• Material shown
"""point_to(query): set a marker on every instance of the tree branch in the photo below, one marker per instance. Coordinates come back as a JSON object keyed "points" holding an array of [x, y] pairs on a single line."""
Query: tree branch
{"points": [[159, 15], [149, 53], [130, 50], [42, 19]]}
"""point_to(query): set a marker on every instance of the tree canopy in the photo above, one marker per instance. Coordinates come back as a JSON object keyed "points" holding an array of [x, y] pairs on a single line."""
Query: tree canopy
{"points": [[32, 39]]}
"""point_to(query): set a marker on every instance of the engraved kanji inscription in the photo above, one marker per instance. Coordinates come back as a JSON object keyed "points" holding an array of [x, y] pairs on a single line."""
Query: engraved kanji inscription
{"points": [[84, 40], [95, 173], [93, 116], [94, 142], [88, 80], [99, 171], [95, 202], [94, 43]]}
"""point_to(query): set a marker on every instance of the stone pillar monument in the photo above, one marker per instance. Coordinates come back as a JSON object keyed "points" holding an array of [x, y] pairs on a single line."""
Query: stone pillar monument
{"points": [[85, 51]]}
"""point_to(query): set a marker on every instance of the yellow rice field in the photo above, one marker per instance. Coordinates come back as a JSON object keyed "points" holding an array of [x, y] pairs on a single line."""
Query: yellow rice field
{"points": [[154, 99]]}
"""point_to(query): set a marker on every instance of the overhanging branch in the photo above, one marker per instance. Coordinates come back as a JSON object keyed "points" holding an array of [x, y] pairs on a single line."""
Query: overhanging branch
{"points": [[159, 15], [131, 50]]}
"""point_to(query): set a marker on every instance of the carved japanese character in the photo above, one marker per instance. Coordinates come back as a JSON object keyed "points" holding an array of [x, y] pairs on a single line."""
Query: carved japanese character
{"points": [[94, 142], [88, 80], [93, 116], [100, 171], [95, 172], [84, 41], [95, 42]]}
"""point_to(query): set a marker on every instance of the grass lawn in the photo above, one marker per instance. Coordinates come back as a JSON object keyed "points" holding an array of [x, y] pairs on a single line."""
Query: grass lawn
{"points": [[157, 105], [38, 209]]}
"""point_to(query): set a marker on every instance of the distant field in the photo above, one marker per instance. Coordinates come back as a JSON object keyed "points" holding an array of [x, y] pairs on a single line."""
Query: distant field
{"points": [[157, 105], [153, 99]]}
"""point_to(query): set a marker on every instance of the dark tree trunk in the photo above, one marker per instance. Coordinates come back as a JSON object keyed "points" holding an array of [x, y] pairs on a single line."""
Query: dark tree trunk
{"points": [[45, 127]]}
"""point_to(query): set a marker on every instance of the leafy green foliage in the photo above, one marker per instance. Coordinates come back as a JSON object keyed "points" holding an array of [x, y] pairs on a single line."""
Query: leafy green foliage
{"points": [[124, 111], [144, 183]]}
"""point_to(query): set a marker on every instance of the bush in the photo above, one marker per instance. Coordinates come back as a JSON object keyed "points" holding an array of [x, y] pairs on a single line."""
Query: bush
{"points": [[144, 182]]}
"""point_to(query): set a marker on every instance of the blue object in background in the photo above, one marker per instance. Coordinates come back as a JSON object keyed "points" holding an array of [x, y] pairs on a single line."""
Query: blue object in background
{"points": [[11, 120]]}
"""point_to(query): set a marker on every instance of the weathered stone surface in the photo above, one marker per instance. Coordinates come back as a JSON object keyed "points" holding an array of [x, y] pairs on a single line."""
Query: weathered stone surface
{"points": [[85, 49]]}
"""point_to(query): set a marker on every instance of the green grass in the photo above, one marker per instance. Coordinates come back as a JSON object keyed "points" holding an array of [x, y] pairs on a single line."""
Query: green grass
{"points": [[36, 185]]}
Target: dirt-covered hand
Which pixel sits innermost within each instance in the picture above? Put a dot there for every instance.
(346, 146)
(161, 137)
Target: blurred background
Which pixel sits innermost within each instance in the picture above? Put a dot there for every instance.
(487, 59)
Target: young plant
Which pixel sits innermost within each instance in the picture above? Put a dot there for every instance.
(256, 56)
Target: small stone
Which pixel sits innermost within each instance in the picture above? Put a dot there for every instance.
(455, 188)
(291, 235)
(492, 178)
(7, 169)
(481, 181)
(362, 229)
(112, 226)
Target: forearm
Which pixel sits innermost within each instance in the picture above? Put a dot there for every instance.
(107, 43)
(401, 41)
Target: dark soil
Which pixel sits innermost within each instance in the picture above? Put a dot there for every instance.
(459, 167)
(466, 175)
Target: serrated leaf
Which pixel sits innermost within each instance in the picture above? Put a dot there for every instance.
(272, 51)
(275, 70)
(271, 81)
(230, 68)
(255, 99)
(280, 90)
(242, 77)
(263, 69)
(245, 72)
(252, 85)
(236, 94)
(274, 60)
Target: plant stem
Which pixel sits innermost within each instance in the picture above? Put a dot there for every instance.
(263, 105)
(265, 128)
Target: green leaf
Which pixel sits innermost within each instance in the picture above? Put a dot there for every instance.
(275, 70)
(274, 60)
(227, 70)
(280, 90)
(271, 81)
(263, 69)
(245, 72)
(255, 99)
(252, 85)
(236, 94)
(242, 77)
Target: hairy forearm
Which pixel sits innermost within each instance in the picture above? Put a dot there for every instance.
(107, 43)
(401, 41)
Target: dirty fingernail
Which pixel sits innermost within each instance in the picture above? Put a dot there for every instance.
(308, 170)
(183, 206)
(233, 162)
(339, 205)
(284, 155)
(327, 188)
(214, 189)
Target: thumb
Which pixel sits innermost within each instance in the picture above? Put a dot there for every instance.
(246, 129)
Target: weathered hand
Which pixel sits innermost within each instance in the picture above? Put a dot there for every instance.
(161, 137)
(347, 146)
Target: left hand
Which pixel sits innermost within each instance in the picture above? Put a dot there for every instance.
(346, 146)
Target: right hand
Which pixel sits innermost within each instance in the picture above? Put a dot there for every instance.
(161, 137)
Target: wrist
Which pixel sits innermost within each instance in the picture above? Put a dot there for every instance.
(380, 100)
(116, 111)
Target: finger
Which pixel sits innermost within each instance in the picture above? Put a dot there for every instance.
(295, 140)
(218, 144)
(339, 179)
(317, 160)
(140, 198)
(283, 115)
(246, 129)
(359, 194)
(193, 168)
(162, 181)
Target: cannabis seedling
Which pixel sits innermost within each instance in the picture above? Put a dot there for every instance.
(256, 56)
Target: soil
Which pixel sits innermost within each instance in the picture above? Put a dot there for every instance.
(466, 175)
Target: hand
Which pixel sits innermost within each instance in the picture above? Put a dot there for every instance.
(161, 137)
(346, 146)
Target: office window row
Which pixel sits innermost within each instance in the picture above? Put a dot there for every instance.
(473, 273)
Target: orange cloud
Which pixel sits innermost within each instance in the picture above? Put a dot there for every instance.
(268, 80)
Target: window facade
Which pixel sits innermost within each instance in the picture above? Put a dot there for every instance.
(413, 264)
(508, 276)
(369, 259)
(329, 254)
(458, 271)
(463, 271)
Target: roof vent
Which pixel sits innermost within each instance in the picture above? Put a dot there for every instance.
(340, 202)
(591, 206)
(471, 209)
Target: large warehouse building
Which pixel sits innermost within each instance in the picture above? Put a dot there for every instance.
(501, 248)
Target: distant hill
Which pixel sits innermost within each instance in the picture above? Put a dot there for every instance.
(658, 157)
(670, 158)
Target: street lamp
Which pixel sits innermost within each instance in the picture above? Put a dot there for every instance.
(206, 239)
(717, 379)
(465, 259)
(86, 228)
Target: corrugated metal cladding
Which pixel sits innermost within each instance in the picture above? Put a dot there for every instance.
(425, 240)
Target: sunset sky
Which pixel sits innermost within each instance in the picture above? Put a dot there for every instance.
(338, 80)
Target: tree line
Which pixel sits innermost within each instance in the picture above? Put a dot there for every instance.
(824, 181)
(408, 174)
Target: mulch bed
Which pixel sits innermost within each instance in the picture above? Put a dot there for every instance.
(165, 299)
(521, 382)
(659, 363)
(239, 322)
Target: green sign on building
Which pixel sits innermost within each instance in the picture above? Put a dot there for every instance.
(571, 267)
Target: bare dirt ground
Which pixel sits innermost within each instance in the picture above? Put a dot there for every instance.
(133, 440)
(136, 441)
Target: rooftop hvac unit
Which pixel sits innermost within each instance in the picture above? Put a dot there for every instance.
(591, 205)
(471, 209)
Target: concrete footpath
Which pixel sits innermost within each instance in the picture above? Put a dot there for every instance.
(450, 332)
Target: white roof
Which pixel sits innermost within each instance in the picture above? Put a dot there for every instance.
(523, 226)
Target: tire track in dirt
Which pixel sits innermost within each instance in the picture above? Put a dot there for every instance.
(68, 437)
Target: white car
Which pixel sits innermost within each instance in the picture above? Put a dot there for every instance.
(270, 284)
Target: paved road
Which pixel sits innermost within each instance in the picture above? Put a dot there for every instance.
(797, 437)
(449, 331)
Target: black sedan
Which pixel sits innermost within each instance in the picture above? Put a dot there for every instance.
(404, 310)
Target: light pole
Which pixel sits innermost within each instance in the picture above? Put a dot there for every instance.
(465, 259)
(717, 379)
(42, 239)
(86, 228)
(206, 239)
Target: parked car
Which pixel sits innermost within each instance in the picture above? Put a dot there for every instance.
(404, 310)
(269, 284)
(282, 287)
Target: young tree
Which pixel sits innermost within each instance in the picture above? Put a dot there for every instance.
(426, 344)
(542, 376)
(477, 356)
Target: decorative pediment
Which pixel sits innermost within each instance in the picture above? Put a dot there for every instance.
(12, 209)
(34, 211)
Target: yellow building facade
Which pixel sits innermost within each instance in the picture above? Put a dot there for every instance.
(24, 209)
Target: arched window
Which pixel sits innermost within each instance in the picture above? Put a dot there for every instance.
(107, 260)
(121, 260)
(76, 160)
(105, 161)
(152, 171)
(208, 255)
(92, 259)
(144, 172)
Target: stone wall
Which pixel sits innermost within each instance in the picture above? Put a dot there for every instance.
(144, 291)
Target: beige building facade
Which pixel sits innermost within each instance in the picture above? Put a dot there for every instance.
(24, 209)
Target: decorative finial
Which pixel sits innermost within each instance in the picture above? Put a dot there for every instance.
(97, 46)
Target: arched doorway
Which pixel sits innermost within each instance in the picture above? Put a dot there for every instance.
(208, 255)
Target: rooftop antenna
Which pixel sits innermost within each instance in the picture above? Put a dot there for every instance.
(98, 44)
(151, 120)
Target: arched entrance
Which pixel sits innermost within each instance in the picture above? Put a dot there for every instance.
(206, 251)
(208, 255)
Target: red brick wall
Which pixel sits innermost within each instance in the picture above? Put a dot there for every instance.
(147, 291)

• What needs to be done
Only the lines from the one containing "Target: rooftop antenna" through the last line of the entries above should be copied, exactly as written.

• Answer box
Target: rooftop antenna
Which pixel sits innermost within each instance in the picture above? Put a dot there for every instance.
(98, 44)
(151, 120)
Target: arched entrance
Which pixel sits innermost within each instance in the picture above? Put a dot there for every instance.
(206, 251)
(208, 255)
Target: red brick wall
Which pixel sits innermost within each instance in the picture above? Put a dot there for every instance.
(147, 291)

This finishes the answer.